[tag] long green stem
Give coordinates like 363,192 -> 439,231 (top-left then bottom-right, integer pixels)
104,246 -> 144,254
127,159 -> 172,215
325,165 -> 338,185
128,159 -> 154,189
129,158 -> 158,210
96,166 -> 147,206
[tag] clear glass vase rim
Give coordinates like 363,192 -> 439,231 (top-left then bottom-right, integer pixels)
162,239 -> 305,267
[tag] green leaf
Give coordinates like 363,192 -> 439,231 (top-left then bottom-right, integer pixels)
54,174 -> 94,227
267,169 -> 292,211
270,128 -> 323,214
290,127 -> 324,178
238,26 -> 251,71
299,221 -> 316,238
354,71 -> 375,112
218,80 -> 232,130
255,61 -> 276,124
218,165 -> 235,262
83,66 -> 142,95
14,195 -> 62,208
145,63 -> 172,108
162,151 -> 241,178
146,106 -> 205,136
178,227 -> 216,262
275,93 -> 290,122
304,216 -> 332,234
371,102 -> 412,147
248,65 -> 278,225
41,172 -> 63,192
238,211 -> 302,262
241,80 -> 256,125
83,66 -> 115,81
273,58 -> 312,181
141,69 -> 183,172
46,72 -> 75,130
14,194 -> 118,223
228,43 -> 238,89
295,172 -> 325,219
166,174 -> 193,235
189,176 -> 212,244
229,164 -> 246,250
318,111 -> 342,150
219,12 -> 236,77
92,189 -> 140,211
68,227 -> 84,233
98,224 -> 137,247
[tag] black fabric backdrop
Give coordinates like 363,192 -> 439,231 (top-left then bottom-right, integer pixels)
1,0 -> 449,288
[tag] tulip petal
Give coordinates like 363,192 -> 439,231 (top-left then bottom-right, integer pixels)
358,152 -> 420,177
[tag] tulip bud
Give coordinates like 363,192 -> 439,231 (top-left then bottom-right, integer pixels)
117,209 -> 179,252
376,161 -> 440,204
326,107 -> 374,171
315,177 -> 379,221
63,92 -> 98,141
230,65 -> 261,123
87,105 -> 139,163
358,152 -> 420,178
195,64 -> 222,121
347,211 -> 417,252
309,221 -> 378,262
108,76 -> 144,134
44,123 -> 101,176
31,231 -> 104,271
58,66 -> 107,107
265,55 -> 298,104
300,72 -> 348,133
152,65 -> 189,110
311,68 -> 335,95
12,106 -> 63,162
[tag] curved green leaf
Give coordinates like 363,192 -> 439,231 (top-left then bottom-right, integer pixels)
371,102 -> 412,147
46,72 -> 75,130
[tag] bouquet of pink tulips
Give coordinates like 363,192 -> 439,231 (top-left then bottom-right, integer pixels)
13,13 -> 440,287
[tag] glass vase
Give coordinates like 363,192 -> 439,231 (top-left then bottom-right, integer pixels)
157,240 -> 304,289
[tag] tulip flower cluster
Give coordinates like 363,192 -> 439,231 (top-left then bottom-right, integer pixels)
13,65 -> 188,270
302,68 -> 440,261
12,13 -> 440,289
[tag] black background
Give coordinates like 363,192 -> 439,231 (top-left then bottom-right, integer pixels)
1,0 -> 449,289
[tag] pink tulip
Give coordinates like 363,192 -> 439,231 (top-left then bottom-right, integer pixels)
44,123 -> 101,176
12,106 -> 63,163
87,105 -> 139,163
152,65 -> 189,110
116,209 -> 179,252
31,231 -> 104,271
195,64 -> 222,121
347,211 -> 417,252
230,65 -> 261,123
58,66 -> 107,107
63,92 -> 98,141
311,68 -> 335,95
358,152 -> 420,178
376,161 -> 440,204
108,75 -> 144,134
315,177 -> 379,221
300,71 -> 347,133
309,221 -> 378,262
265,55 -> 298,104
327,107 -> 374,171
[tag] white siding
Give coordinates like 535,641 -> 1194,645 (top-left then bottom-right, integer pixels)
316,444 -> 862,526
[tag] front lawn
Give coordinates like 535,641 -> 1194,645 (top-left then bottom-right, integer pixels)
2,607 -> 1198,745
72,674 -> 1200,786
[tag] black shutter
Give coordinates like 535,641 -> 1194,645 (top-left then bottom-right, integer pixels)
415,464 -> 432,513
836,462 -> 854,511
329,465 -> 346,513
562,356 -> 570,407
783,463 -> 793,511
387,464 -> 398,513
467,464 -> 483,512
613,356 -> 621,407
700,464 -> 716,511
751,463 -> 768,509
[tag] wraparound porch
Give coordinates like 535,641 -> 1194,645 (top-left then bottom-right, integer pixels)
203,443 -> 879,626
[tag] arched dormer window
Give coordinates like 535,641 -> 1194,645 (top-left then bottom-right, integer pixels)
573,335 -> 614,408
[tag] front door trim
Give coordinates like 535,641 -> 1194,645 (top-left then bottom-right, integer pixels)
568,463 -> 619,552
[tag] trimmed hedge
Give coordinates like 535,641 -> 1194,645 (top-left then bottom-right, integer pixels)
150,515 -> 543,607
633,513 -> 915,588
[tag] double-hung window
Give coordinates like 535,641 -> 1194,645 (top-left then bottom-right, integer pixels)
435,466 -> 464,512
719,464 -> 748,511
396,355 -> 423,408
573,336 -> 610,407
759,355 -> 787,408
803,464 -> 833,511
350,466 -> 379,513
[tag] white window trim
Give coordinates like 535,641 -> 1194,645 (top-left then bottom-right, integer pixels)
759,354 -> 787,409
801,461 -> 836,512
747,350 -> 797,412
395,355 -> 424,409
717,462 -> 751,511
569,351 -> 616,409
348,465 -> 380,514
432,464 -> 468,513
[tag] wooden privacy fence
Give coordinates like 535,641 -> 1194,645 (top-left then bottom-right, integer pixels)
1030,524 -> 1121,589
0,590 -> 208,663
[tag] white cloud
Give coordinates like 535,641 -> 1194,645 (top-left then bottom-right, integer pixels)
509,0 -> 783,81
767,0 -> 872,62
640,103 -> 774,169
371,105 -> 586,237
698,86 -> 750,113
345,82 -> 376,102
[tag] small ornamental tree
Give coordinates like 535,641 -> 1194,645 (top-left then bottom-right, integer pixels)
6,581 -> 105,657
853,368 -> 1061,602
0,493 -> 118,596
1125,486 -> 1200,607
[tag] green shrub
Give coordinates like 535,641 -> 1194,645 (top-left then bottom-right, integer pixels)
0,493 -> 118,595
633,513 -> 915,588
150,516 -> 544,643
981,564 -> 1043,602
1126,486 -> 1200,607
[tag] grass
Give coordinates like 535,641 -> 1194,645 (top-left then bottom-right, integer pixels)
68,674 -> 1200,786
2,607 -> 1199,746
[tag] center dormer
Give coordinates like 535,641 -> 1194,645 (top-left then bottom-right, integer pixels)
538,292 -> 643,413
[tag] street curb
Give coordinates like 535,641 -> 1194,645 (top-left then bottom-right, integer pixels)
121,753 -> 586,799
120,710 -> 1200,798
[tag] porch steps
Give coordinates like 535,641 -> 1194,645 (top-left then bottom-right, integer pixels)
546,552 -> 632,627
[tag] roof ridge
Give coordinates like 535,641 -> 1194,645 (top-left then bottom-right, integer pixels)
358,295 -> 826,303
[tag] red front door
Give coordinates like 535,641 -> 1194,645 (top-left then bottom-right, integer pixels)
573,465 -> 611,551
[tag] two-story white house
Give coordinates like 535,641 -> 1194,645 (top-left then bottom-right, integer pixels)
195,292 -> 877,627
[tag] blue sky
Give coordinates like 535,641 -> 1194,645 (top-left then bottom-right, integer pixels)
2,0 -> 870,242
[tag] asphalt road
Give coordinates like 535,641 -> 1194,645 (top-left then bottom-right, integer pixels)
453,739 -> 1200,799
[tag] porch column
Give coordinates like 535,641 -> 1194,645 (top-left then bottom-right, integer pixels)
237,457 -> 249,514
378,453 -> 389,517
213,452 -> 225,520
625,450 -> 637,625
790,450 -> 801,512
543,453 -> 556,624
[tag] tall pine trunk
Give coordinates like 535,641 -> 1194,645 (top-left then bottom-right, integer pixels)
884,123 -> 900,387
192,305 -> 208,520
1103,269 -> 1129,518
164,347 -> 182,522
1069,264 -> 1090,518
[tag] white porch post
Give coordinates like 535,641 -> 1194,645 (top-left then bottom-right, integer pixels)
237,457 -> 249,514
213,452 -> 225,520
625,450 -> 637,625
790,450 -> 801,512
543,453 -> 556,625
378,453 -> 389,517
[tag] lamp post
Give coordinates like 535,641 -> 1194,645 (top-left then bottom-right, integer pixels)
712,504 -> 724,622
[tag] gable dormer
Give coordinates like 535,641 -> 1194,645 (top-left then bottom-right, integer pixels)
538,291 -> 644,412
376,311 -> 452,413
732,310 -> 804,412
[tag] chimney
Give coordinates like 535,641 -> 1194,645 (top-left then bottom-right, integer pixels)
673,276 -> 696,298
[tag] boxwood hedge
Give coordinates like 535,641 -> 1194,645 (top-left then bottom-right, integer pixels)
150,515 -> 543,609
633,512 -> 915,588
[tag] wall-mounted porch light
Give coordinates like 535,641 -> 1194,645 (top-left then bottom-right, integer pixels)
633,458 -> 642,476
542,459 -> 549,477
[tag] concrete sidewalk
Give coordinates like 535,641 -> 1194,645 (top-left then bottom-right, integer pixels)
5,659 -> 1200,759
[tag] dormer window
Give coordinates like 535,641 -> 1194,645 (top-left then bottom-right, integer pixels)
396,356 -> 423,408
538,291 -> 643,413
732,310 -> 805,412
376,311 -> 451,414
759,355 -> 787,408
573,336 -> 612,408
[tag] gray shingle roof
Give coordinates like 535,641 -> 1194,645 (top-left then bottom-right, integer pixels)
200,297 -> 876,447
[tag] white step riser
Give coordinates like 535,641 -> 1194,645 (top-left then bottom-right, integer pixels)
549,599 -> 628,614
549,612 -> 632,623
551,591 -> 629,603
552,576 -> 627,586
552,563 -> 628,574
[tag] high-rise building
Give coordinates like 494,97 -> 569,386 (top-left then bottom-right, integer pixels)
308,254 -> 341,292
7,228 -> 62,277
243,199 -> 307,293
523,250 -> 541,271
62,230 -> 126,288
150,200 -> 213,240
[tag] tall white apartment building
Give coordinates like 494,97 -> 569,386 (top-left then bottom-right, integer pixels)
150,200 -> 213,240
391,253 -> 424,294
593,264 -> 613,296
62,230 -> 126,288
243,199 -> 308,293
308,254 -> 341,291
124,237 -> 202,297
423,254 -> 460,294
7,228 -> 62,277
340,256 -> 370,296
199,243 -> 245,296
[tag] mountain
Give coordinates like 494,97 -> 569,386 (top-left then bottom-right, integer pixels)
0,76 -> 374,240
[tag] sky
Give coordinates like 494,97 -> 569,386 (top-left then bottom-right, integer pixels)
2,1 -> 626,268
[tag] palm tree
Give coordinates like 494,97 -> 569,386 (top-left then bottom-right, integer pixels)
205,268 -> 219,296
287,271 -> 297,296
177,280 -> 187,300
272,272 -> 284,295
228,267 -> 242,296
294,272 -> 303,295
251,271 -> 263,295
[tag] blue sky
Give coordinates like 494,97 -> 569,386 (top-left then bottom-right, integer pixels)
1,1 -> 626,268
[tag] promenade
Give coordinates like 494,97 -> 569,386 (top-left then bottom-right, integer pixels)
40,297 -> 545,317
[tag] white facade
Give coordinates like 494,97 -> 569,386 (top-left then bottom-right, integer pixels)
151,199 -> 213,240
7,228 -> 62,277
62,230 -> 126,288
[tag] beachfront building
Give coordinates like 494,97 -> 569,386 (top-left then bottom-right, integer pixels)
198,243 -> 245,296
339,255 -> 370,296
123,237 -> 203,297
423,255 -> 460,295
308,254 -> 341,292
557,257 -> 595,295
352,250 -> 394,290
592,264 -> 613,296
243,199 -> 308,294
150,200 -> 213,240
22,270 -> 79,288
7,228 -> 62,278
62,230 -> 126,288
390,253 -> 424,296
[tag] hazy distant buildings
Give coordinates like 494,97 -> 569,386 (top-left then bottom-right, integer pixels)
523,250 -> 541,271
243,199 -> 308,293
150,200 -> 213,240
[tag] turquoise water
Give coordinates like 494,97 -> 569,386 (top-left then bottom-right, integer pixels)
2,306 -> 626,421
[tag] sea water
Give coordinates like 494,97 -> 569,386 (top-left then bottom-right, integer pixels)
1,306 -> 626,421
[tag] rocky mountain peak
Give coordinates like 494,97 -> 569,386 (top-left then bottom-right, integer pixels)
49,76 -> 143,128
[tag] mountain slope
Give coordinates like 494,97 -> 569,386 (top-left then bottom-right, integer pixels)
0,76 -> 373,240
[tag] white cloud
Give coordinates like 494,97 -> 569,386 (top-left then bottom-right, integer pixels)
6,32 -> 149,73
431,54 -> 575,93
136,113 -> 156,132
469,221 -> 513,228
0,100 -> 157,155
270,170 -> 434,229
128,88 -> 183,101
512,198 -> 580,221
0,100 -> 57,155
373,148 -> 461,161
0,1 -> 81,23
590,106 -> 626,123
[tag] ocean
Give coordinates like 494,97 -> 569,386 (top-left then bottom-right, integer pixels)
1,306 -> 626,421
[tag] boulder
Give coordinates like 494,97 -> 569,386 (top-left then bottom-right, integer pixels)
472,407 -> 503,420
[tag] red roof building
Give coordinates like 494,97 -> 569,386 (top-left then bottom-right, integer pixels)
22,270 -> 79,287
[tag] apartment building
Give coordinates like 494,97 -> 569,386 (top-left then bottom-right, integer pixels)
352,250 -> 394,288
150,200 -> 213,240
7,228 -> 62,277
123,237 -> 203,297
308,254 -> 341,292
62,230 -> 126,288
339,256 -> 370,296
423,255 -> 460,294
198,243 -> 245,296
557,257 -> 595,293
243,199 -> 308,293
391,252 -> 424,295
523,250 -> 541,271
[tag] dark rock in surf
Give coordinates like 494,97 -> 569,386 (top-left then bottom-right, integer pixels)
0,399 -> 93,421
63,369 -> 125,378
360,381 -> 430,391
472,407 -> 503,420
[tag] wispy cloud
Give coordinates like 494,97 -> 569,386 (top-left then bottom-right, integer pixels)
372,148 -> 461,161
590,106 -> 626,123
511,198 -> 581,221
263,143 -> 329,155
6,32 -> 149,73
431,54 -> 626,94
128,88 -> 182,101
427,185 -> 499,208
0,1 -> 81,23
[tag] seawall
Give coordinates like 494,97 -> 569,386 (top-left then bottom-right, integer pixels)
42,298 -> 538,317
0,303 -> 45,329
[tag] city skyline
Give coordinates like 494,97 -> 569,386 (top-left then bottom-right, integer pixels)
# # #
→ **ASSIGNMENT**: Given the data above, which lines hold the string "hedge"? Return them.

→ **SOLUTION TO THE EXERCISE**:
[tag] trimmed hedge
[tag] boxwood hedge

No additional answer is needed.